— begin —

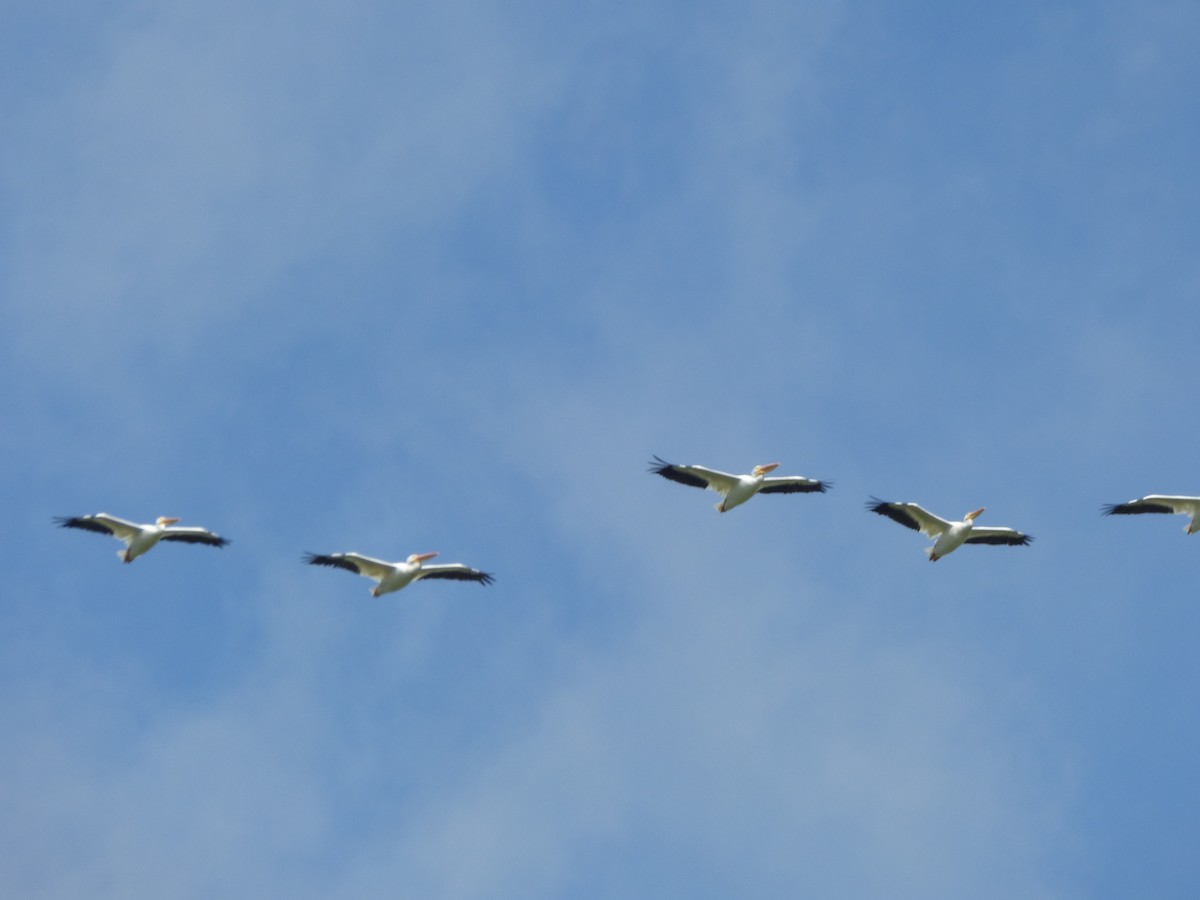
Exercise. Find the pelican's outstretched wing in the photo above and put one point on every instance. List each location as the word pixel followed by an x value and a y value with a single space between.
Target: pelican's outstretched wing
pixel 981 534
pixel 354 563
pixel 193 535
pixel 793 484
pixel 455 571
pixel 1156 503
pixel 910 515
pixel 101 523
pixel 694 475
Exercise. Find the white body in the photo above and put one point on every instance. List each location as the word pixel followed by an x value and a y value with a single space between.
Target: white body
pixel 394 576
pixel 736 490
pixel 139 539
pixel 947 535
pixel 1169 504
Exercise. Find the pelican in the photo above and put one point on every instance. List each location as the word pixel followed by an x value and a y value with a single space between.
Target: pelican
pixel 394 576
pixel 1161 503
pixel 736 490
pixel 949 535
pixel 139 539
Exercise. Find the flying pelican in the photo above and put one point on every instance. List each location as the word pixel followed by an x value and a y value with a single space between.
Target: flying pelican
pixel 736 490
pixel 394 576
pixel 1161 503
pixel 951 535
pixel 141 538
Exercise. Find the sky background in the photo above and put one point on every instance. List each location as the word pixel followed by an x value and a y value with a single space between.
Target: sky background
pixel 395 277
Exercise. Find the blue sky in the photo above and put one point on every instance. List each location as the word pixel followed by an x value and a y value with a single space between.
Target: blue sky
pixel 395 279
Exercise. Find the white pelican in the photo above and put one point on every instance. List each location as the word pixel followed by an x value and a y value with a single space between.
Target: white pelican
pixel 1161 503
pixel 951 535
pixel 394 576
pixel 736 490
pixel 141 538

— end —

Reproduce the material above word for word, starting with its first line and going on through the line with "pixel 694 475". Leave the pictures out.

Exercise. Find the pelican's outstretched wing in the photo above and put one point on every instance. List each location as the word pixel followed by an x value and a y value with a single space between.
Target: pelican's outstretched wing
pixel 981 534
pixel 354 563
pixel 193 535
pixel 793 484
pixel 455 571
pixel 1156 503
pixel 910 515
pixel 101 523
pixel 694 475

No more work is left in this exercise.